Selected excerpt:

Two weeks later, as the French folded and the British fled before the Nazi onslaught, Roosevelt requested another billion dollars to prepare the army to train new recruits. “The one most obvious lesson of the present war in Europe is the value of the factor of speed,” he said. “There is definite danger in waiting to order the complete equipping and training of armies after a war begins.” He also requested authority from Congress to call out the national guard and to bring the army reserve into active service.

After the fall of France the president returned to Congress again, this time asking for five billion new dollars. “The principal lesson of the war up to the present time is that partial defense is inadequate defense,” he said. “If the United States is to have any defense, it must have total defense.” Roosevelt asserted a goal of acquiring equipment for an army of two million men, with comparable increases in the strength of the navy and the army’s air force.

As to where the soldiers would come from, Roosevelt broached a controversial subject. He mentioned “a system of selective training” to ensure that the manpower existed for most effective use of all the new weapons. He declined to specify what he meant by selective training, but other administration officials, including army chief of staff George Marshall, acknowledged that conscription—a draft—was the plan.

A conscription bill was introduced in Congress but bogged down, prompting Roosevelt to put his own shoulder behind it, albeit tentatively. A reporter prodded him at a press conference in early August: “There is a very definite feeling, Mr. President, in congressional circles that you are not very hot about this conscription legislation.”

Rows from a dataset
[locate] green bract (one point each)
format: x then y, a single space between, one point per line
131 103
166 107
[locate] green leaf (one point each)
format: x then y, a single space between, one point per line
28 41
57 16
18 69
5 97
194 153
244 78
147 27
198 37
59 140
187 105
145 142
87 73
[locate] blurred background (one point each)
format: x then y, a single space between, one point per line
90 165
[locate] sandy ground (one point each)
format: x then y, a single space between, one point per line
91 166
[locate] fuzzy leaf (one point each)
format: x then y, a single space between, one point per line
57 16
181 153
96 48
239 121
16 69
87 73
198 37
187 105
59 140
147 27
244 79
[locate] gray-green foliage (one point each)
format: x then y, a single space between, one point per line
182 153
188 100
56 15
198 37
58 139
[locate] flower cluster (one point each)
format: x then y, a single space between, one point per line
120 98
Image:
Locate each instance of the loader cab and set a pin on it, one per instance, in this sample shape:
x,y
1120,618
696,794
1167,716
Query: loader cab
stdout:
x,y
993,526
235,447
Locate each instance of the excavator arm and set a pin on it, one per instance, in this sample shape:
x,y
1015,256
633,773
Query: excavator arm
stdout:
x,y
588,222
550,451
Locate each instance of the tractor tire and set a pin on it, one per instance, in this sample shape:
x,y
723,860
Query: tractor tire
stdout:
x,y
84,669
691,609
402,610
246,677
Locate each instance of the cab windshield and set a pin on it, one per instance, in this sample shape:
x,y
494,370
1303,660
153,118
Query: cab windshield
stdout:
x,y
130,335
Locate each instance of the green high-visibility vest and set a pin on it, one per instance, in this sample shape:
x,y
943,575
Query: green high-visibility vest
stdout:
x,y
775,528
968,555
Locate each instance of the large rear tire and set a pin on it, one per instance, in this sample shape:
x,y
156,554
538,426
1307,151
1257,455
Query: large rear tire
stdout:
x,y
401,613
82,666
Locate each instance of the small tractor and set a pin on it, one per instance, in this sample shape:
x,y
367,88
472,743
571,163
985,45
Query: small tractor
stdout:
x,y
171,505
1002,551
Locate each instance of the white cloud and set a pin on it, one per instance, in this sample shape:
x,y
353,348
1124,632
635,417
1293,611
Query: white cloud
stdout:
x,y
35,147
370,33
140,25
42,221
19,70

To-do list:
#1 In the Roosevelt excerpt, how much new money did the president request from Congress after the fall of France?
#2 Render the records from the line with "Locate each instance of the white" up to and including the last line of the records as a numbered list, omitting blank lines.
The records are unrelated to the text.

Solutions for each task:
#1 Five billion dollars.

#2
1. Locate each instance of the white cloud and set a pin on it, one per instance, in this sample shape:
2. x,y
3. 353,348
4. 1124,632
5. 635,417
6. 1293,611
7. Query: white cloud
8. stdout:
9. x,y
10. 35,147
11. 370,33
12. 140,25
13. 42,221
14. 19,70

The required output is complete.